Fishing used to be done with string on a stick or wrapped around something....should we go back to that also?

Golf used to be played with a ball made out of a small sack of some sort....should we go back to that?


----------



## KStover (Jan 24, 2009)

*NFAA not willing to address issue.*

This is what was proposed and shot down at the last NFAA meeting. It sounds pretty good to me.


17. Constitution page 47 Submitted by Texas code TX-2
RATIONALE: Texas 2009 Indoor Championship had 192 shooters. 17 divisions with on competitor, 12 divisions with only 2 competitors. That means that 29 belt buckles or first place awards were given out for 51 competitors.

Past NFAA directors are the reason for this problem. For some reason we are not willing to address the problem. We can argue all day about how many people you should compete against to be called State Champion but surely no one condones current percentages. Leadership must come from NFAA. It is not fair to state leaders to have to stand alone against this problem. A shooter cannot help how old he or she is but a
shooter can choose the class he or she shoots in. The current awards system is a disgrace.

In the past NFAA developed an awards system for smaller venues called the Unit System. It allowed for one award for 3 shooters, two awards for 6 and three awards for 7 or more. If we are not wiling to do away with shooting styles that are no longer strongly supported we need to provide for a more sensible awards system at the state level.

• Data lines
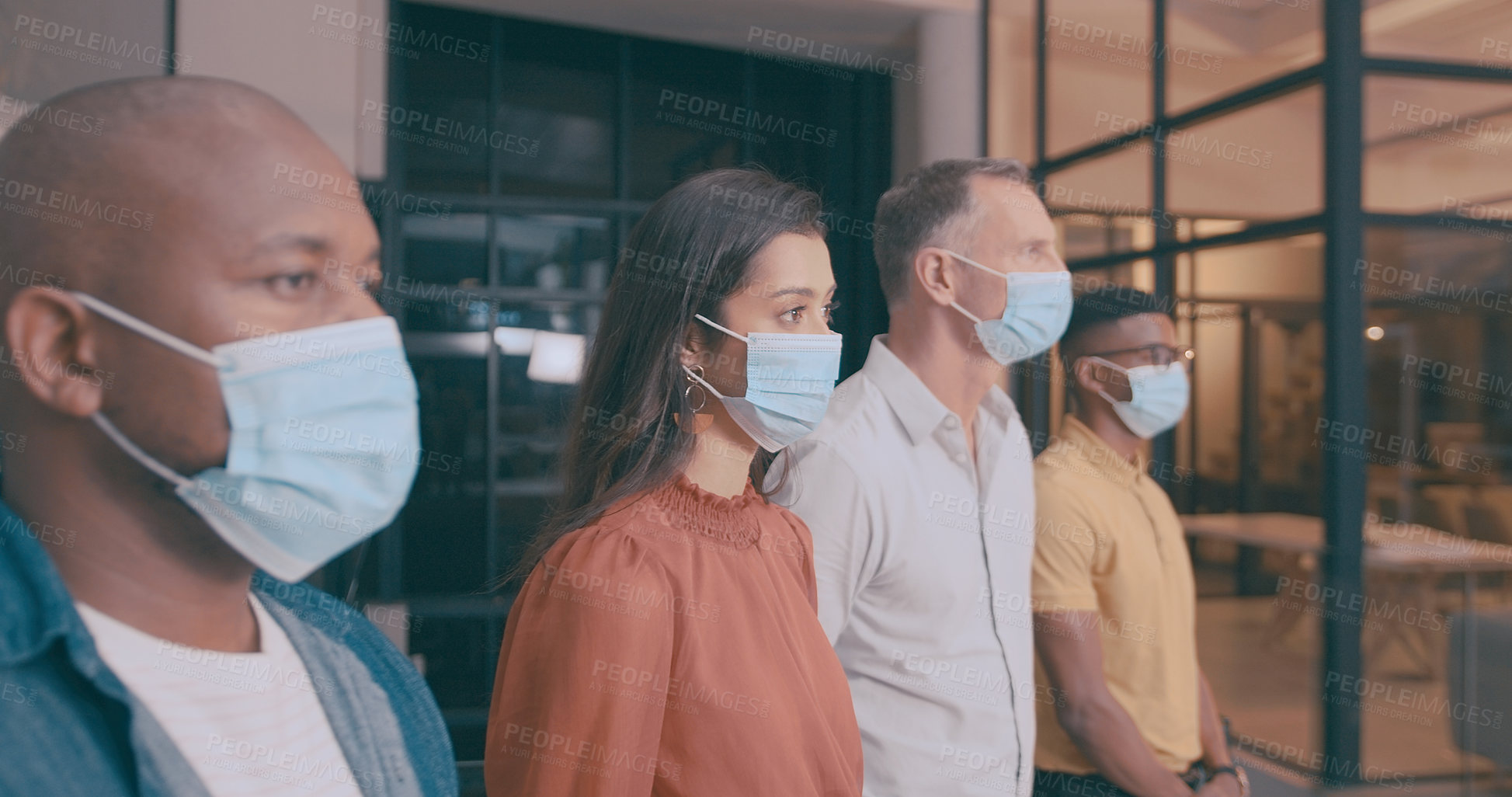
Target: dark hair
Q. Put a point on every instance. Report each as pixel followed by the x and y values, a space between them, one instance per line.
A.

• Task to carry out
Reproduce the archery awards thread word for word, starting at "17. Constitution page" and ending at "is a disgrace.".

• Exercise solution
17. Constitution page 47 Submitted by Texas code TX-2
RATIONALE: Texas 2009 Indoor Championship had 192 shooters. 17 divisions with on competitor, 12 divisions with only 2 competitors. That means that 29 belt buckles or first place awards were given out for 51 competitors.

Past NFAA directors are the reason for this problem. For some reason we are not willing to address the problem. We can argue all day about how many people you should compete against to be called State Champion but surely no one condones current percentages. Leadership must come from NFAA. It is not fair to state leaders to have to stand alone against this problem. A shooter cannot help how old he or she is but a
shooter can choose the class he or she shoots in. The current awards system is a disgrace.